- EXERCISE DETAILS:
Count the lines in the items below that contain the string "shirt", treating uppercase and lowercase as different. Give only the number.

— BEGIN —

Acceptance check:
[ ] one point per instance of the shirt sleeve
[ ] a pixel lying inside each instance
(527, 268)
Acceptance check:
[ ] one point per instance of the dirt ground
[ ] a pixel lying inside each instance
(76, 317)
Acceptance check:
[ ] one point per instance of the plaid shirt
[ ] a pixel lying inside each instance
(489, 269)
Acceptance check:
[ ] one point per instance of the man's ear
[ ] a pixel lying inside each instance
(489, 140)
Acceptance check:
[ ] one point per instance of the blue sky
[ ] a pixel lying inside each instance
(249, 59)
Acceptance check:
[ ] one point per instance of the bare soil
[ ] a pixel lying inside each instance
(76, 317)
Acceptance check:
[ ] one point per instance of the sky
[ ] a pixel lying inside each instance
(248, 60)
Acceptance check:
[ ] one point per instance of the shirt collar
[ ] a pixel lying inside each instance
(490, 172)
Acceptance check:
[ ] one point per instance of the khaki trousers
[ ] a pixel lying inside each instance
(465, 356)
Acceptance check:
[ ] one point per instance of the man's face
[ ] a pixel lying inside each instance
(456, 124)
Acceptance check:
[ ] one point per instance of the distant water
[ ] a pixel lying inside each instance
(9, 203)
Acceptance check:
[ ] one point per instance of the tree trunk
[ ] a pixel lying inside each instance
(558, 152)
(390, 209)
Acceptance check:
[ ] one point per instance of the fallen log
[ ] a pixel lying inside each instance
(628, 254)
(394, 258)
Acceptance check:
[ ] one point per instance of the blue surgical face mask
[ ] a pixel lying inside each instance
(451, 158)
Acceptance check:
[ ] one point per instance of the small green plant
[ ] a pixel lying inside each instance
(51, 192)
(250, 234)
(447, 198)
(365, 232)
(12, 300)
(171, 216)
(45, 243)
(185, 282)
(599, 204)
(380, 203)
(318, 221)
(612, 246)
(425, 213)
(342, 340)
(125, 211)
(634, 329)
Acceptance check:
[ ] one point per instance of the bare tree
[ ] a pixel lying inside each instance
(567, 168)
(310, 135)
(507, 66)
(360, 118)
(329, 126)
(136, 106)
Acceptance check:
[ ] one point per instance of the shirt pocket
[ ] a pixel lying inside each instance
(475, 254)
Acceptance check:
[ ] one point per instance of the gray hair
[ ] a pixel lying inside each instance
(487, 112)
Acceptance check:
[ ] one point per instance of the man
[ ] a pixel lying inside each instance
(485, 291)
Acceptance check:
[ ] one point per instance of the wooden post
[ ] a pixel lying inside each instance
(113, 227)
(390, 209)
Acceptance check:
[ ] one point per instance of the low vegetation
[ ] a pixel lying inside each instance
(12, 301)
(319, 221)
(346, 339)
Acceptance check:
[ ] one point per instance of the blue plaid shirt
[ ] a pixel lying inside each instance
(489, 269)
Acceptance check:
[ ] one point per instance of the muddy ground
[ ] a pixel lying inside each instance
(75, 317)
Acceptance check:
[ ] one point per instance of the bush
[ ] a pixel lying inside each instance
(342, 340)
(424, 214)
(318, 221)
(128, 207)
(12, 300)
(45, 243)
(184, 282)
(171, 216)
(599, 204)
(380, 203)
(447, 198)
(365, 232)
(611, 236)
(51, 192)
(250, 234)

— END —

- REPLY TO THE TASK:
5